DIRECTION 1: Return the passage from the article on Ukrainian church leaders, starting at "The head of the Ukrainian Catholic" and ending at "Shevchuk of Kyiv-Halych.".
DIRECTION 2: According to the article on Ukrainian church leaders, who is Pope Francis's envoy to Ukraine?
DIRECTION 3: Decide whether each statement agrees with the article on Ukrainian church leaders, answering yes or no and quoting the words that settle it: (a) Sviatoslav Shevchuk is Archbishop of Kyiv-Halych. (b) Russia's Orthodox patriarch opposed the invasion. (c) Shevchuk said news of murders and looting arrives weekly.

PASSAGE:

☆ ☆ ☆

22 March 2022, The Tablet

Ukraine church leaders condemn crimes against humanity


“A real genocide is taking place in Mariupol, as people die not just from enemy weapons, but also from hatred.”


Ukraine church leaders condemn crimes against humanity

In Lviv, the head of the Ukrainian Greek Catholic Church Sviatoslav Shevchuk, centre, and Almoner of His Holiness, Cardinal Konrad Krajewski, Pope Francis’s envoy to Ukraine, right, pray for an end to war in Ukraine
Alona Nikolaievych/Ukrinform/Abaca/Alamy

The head of the Ukrainian Catholic Church has warned that war crimes are being committed daily in his country, as the Pope deplored the bloodshed in his strongest statement to date and Russia’s Orthodox patriarch faced growing condemnation and isolation for backing the bloody invasion.

“In the temporarily occupied territories, there are real crimes against humanity. We receive daily news of humanitarian catastrophes, murders, looting and rape,” said Archbishop Sviatoslav Shevchuk of Kyiv-Halych.

☆ ☆ ☆

Data entries:

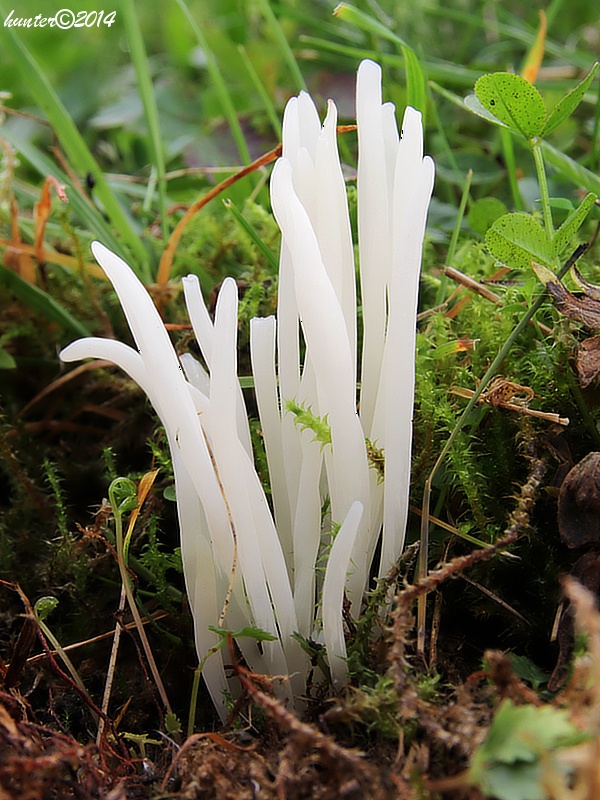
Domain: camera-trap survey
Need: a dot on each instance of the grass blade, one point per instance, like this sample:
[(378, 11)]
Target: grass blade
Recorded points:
[(285, 49), (71, 140), (40, 302), (220, 86), (144, 80)]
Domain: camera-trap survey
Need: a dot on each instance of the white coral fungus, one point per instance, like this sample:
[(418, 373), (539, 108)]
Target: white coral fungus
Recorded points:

☆ ☆ ☆

FULL SOLUTION 1:
The head of the Ukrainian Catholic Church has warned that war crimes are being committed daily in his country, as the Pope deplored the bloodshed in his strongest statement to date and Russia’s Orthodox patriarch faced growing condemnation and isolation for backing the bloody invasion.

“In the temporarily occupied territories, there are real crimes against humanity. We receive daily news of humanitarian catastrophes, murders, looting and rape,” said Archbishop Sviatoslav Shevchuk of Kyiv-Halych.

FULL SOLUTION 2: Cardinal Konrad Krajewski, Almoner of His Holiness.

FULL SOLUTION 3:
(a) Yes: "said Archbishop Sviatoslav Shevchuk of Kyiv-Halych."
(b) No: "Russia’s Orthodox patriarch faced growing condemnation and isolation for backing the bloody invasion."
(c) No: "We receive daily news of humanitarian catastrophes, murders, looting and rape"